### Data for the task
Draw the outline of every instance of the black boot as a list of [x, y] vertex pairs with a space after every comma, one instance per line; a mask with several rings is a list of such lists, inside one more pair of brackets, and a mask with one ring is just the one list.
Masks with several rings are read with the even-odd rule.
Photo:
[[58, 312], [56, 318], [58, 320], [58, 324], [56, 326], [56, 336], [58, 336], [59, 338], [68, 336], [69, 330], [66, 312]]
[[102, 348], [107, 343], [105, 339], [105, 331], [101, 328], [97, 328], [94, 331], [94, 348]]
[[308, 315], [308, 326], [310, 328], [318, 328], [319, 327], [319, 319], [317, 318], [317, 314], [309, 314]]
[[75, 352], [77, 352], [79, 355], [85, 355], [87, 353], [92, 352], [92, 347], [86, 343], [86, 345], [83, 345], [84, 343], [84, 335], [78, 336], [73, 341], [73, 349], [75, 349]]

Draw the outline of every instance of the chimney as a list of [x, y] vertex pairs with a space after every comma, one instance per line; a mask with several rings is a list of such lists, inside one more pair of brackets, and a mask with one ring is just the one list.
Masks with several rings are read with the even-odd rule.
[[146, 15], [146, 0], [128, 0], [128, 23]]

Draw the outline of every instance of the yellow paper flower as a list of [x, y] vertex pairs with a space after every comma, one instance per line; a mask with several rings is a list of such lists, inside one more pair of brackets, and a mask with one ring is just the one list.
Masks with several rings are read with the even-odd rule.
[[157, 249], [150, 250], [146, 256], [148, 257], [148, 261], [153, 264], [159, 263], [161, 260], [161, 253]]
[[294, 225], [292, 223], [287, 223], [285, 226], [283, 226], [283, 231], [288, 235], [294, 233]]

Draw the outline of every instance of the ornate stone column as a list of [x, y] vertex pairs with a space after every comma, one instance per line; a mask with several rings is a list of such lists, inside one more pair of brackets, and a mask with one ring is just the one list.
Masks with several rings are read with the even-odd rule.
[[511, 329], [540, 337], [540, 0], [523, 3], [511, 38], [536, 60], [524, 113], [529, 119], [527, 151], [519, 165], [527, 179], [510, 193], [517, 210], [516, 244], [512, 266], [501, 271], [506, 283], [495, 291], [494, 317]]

* * *

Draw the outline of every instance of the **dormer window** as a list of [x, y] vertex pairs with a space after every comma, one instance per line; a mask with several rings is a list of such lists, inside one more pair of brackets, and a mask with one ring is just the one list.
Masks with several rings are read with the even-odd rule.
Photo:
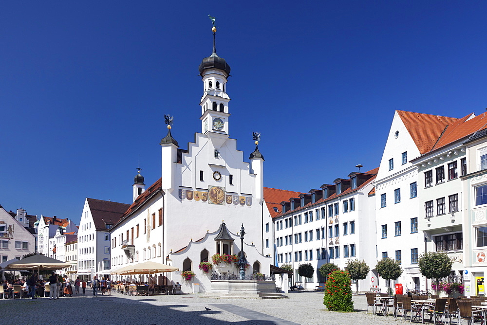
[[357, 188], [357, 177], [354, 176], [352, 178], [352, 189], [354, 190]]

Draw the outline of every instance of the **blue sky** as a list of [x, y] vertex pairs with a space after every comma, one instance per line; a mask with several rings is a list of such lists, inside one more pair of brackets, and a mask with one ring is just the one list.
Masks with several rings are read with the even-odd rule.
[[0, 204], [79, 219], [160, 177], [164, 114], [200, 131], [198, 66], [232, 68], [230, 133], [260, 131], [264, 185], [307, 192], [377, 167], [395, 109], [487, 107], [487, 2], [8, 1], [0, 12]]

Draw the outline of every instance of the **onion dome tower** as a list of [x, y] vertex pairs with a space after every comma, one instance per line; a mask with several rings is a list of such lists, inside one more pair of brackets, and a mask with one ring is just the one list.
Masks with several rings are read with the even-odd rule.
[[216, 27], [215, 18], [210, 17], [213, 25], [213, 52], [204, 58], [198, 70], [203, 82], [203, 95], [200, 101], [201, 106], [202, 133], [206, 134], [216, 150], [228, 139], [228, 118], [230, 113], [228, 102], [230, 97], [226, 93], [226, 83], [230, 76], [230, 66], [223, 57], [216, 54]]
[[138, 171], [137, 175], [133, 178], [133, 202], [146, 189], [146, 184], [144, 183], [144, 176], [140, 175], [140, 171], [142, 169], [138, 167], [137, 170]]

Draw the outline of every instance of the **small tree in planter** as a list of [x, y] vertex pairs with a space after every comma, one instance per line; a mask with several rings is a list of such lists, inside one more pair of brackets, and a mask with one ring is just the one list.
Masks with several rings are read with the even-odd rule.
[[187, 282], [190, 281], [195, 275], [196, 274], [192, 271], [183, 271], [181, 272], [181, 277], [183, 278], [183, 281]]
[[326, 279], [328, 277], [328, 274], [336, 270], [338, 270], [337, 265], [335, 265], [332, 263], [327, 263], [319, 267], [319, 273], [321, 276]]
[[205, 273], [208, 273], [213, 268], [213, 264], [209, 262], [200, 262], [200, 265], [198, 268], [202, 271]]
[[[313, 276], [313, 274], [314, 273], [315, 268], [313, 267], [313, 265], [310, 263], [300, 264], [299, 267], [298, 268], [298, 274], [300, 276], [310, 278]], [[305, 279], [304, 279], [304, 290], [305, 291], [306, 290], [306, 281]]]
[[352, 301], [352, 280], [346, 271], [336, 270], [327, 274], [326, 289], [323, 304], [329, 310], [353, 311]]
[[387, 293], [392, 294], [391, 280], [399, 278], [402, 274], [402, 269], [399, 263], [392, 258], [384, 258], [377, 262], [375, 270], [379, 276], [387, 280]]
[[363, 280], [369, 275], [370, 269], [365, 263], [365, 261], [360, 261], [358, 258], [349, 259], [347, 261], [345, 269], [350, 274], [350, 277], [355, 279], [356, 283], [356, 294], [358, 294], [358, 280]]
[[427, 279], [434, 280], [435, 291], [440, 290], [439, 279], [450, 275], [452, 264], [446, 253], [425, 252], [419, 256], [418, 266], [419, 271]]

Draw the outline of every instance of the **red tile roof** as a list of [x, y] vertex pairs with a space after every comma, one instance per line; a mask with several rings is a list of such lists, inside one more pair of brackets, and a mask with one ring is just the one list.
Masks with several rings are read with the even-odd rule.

### Stated exercise
Please arrange the records between the lines holding "Draw the outline of every instance of the black" and "235], [294, 233]]", inclusive, as a two-column CSV with the headers instruction and polygons. Each request gets one row, with its text and its answer in separate quoted fields and any line breaks replaced by spaces.

### Reply to the task
instruction,polygons
"Draw the outline of every instance of the black boot as a list of [x, y] vertex pairs with a space after every comma, one instance per line; a mask with several rings is a list of such lists, inside one more pair of brackets, and a mask with one ring is just the one list. Masks with several rings are read with the even-odd rule. Photo:","[[58, 312], [56, 318], [58, 320], [58, 324], [56, 326], [56, 336], [58, 336], [59, 338], [68, 336], [69, 330], [66, 312]] [[102, 348], [107, 343], [105, 339], [105, 331], [101, 328], [97, 328], [94, 331], [94, 348]] [[308, 315], [308, 326], [310, 328], [318, 328], [319, 327], [319, 319], [317, 318], [317, 314], [309, 314]] [[75, 352], [77, 352], [79, 355], [85, 355], [87, 353], [92, 352], [92, 347], [86, 343], [86, 345], [83, 345], [84, 343], [84, 335], [78, 336], [73, 341], [73, 349], [75, 349]]"
"Draw the outline of every instance of the chimney as a list of [x, y] vertex pairs with a space after every comma, one instance per line; a mask with several rings is a list of such lists, inside one more pair of brackets, and a mask with one ring is just the one list. Masks with several rings are read with the even-odd rule.","[[146, 15], [146, 0], [128, 0], [128, 23]]"
"Draw the outline of every instance of the yellow paper flower as a list of [x, y] vertex pairs with a space after every comma, one instance per line; a mask with several rings is a list of such lists, inside one more pair of brackets, and a mask with one ring is just the one list. Masks with several rings are read with the even-odd rule.","[[157, 249], [150, 250], [146, 256], [148, 257], [148, 261], [153, 264], [159, 263], [161, 260], [161, 253]] [[294, 225], [292, 223], [287, 223], [285, 226], [283, 226], [283, 231], [288, 235], [294, 233]]"